What is expected: Swap "rough mask" for "coarse mask" throughout everything from the start of the records down to the line containing "384L27 393L0 386L2", leaving all else unchanged. Give only those lines, with the pictures left out.

━━━━━ Supplied data

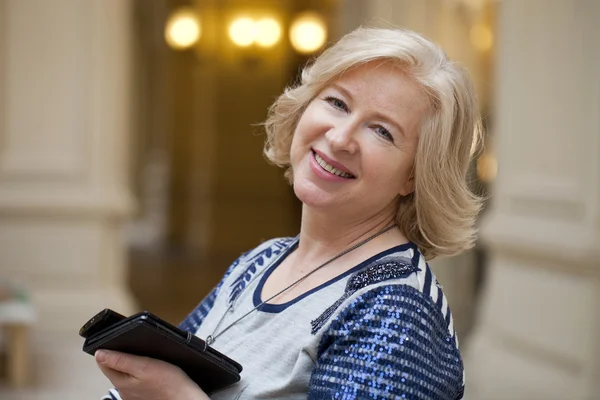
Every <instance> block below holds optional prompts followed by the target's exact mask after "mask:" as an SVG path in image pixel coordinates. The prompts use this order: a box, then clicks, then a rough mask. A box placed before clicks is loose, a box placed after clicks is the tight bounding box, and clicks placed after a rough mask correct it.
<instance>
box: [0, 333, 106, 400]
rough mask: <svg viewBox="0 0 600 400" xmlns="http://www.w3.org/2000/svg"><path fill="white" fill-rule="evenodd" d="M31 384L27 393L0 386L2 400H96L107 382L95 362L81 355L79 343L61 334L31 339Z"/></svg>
mask: <svg viewBox="0 0 600 400" xmlns="http://www.w3.org/2000/svg"><path fill="white" fill-rule="evenodd" d="M31 339H32V340H31V342H32V348H34V349H36V351H35V352H34V353H33V354H32V355H31V360H30V362H31V367H32V368H31V370H32V376H31V378H32V379H31V380H32V384H31V386H30V387H28V388H27V389H23V390H18V391H16V390H9V389H8V388H7V387H6V385H5V384H4V385H3V386H0V399H2V400H76V399H77V400H81V399H99V398H100V397H101V396H102V393H104V391H106V389H107V388H109V385H110V382H109V381H108V380H106V378H104V375H102V373H100V371H99V370H98V369H97V368H96V365H95V362H94V359H93V358H92V357H91V356H89V355H87V354H85V353H84V352H82V351H81V344H82V341H81V339H80V338H79V337H78V336H76V335H72V334H71V335H69V334H66V333H64V332H52V333H51V334H48V333H46V334H44V337H43V338H42V337H39V336H36V335H34V336H33V337H32V338H31Z"/></svg>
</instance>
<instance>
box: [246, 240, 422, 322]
mask: <svg viewBox="0 0 600 400" xmlns="http://www.w3.org/2000/svg"><path fill="white" fill-rule="evenodd" d="M298 243H299V237H297V238H296V240H295V241H294V242H292V243H290V245H289V246H288V248H287V249H285V250H284V251H283V252H282V253H281V254H280V255H279V257H278V258H277V259H276V260H275V262H273V263H272V264H271V265H270V266H268V267H267V268H268V269H267V271H266V272H265V273H264V274H263V276H262V277H261V278H260V280H259V282H258V285H257V286H256V288H255V289H254V295H253V297H252V301H253V303H254V307H258V306H259V305H260V303H262V301H263V300H262V290H263V288H264V285H265V283H266V282H267V279H269V276H271V274H272V273H273V271H275V269H276V268H277V267H278V266H279V265H280V264H281V263H282V262H283V260H285V259H286V258H287V257H288V256H289V255H290V254H291V253H292V252H293V251H295V250H296V249H297V248H298ZM410 249H413V251H416V249H415V245H414V244H413V243H411V242H408V243H403V244H401V245H397V246H394V247H392V248H389V249H387V250H383V251H381V252H379V253H377V254H375V255H374V256H372V257H369V258H368V259H366V260H364V261H362V262H360V263H359V264H357V265H356V266H354V267H352V268H350V269H349V270H347V271H345V272H343V273H342V274H340V275H338V276H335V277H333V278H331V279H329V280H328V281H326V282H324V283H322V284H320V285H318V286H316V287H314V288H312V289H310V290H308V291H306V292H304V293H301V294H299V295H298V296H296V297H295V298H293V299H291V300H289V301H287V302H285V303H278V304H272V303H265V304H263V305H262V306H260V307H259V308H258V311H262V312H267V313H279V312H282V311H283V310H285V309H286V308H288V307H290V306H291V305H293V304H295V303H297V302H299V301H300V300H302V299H304V298H306V297H308V296H310V295H311V294H313V293H316V292H318V291H319V290H321V289H324V288H326V287H328V286H330V285H331V284H333V283H335V282H337V281H339V280H340V279H343V278H344V277H346V276H348V275H350V274H353V273H355V272H358V271H360V270H361V269H363V268H364V267H365V266H367V265H369V264H371V263H372V262H373V261H376V260H378V259H380V258H383V257H385V256H387V255H389V254H393V253H397V252H400V251H406V250H410Z"/></svg>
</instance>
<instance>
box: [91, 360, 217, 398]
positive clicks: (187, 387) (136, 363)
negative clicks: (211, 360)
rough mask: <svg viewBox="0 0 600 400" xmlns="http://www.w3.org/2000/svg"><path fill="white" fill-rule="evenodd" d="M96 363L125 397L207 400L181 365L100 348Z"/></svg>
mask: <svg viewBox="0 0 600 400" xmlns="http://www.w3.org/2000/svg"><path fill="white" fill-rule="evenodd" d="M95 357H96V363H97V364H98V367H100V369H101V370H102V373H103V374H104V375H106V377H107V378H108V379H109V380H110V381H111V382H112V384H113V385H115V388H116V389H117V390H118V391H119V394H120V395H121V398H122V399H123V400H159V399H160V400H179V399H182V400H184V399H185V400H206V399H209V397H208V396H207V395H206V394H205V393H204V392H203V391H202V390H201V389H200V387H199V386H198V385H196V383H194V382H193V381H192V380H191V379H190V378H189V377H188V376H187V375H186V374H185V372H183V371H182V370H181V369H180V368H179V367H176V366H174V365H172V364H169V363H166V362H164V361H160V360H156V359H153V358H148V357H140V356H134V355H131V354H126V353H120V352H117V351H108V350H98V351H97V352H96V354H95Z"/></svg>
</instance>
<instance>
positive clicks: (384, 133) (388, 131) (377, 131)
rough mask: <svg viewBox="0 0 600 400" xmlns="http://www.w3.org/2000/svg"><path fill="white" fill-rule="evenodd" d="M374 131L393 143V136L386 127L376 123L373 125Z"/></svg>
mask: <svg viewBox="0 0 600 400" xmlns="http://www.w3.org/2000/svg"><path fill="white" fill-rule="evenodd" d="M374 130H375V132H377V134H378V135H379V136H381V137H382V138H384V139H385V140H388V141H390V142H391V143H394V137H393V136H392V134H391V133H390V131H388V130H387V129H385V128H384V127H383V126H381V125H376V126H375V127H374Z"/></svg>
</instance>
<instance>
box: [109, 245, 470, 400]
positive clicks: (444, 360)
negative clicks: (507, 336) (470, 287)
mask: <svg viewBox="0 0 600 400" xmlns="http://www.w3.org/2000/svg"><path fill="white" fill-rule="evenodd" d="M297 244H298V238H297V237H296V238H280V239H273V240H269V241H267V242H264V243H263V244H261V245H260V246H258V247H257V248H255V249H254V250H252V251H250V252H248V253H246V254H244V255H242V256H241V257H239V258H238V259H237V260H236V261H235V262H234V263H233V264H232V265H231V266H230V267H229V269H228V271H227V273H226V274H225V276H224V278H223V279H222V280H221V282H220V283H219V284H218V285H217V286H216V287H215V288H214V289H213V290H212V292H211V293H210V294H209V295H208V296H207V297H206V298H205V299H204V300H203V301H202V302H201V303H200V304H199V305H198V306H197V307H196V308H195V309H194V310H193V311H192V312H191V313H190V314H189V316H188V317H187V318H186V319H185V320H184V321H183V322H182V323H181V327H182V328H183V329H185V330H187V331H190V332H192V333H194V334H196V335H198V336H199V337H202V338H206V337H207V336H208V335H212V334H214V332H215V331H217V332H218V331H219V330H220V329H221V328H223V327H226V326H228V325H229V324H230V323H231V322H233V321H235V320H236V319H238V318H239V317H240V316H241V315H244V314H245V313H246V312H248V311H249V310H251V309H252V308H254V307H256V306H257V305H259V304H260V303H261V297H260V294H261V292H262V288H263V285H264V283H265V281H266V280H267V278H268V277H269V275H270V274H271V273H272V272H273V271H274V270H275V268H277V265H279V263H281V261H282V260H283V259H284V258H285V257H286V256H287V255H288V254H290V253H291V252H292V251H293V250H294V249H295V248H296V247H297ZM213 347H215V348H216V349H217V350H219V351H220V352H222V353H224V354H226V355H227V356H229V357H231V358H233V359H234V360H236V361H237V362H239V363H240V364H242V366H243V367H244V370H243V371H242V379H241V381H240V382H238V383H236V384H235V385H232V386H230V387H228V388H225V389H223V390H220V391H218V392H215V393H212V394H211V398H213V399H256V398H261V399H306V398H308V399H361V398H373V399H396V398H400V399H423V400H425V399H427V400H431V399H452V400H454V399H461V398H462V396H463V392H464V374H463V363H462V359H461V356H460V352H459V349H458V340H457V338H456V335H455V332H454V327H453V321H452V315H451V313H450V309H449V307H448V302H447V299H446V297H445V296H444V294H443V292H442V287H441V286H440V284H439V283H438V282H437V280H436V278H435V276H434V274H433V272H432V271H431V269H430V267H429V266H428V264H427V263H426V262H425V259H424V258H423V256H422V255H421V253H420V252H419V251H418V249H417V248H416V246H415V245H413V244H412V243H408V244H404V245H400V246H396V247H393V248H391V249H388V250H386V251H384V252H381V253H379V254H377V255H375V256H373V257H370V258H369V259H367V260H365V261H363V262H362V263H360V264H359V265H357V266H355V267H353V268H352V269H350V270H348V271H347V272H345V273H344V274H342V275H340V276H338V277H336V278H334V279H332V280H330V281H329V282H326V283H324V284H323V285H320V286H318V287H316V288H314V289H312V290H310V291H309V292H307V293H305V294H303V295H301V296H299V297H297V298H295V299H293V300H291V301H289V302H287V303H284V304H268V303H267V304H264V305H262V306H261V307H260V308H259V309H258V310H257V311H255V312H253V313H251V314H250V315H248V316H247V317H245V318H244V319H242V320H241V321H240V322H238V323H236V324H235V325H233V326H232V327H231V329H229V330H227V331H226V332H224V333H223V334H222V335H220V336H219V337H218V338H217V340H216V341H215V343H214V344H213ZM105 399H119V397H118V393H117V392H116V391H115V390H111V391H110V394H109V395H108V396H107V397H105Z"/></svg>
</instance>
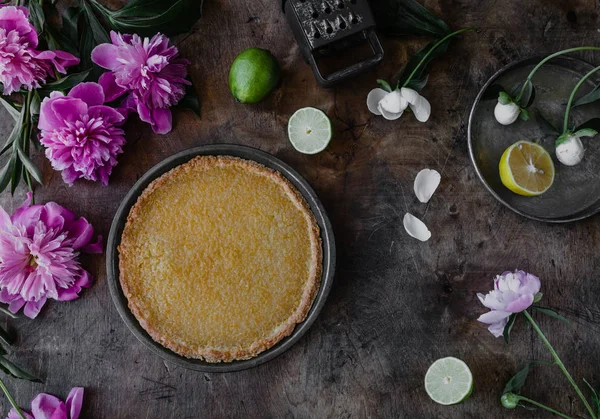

━━━━━━━━━━

Exercise response:
Every <instance> block below holds optional prompts followed by the target's exact mask after "mask:" as an SVG path in image pixel coordinates. The prompts use this order: a box, then clicks, then a coarse mask. A box placed before clicks is loose, a box placed after clicks is the tight bounding box, and clicks placed after a coarse mask correct it.
<instance>
box: [0, 333, 106, 400]
coarse mask: <svg viewBox="0 0 600 400" xmlns="http://www.w3.org/2000/svg"><path fill="white" fill-rule="evenodd" d="M31 384L27 393L0 386L2 400H96L107 382L95 362L81 355L79 343L61 334L31 339Z"/></svg>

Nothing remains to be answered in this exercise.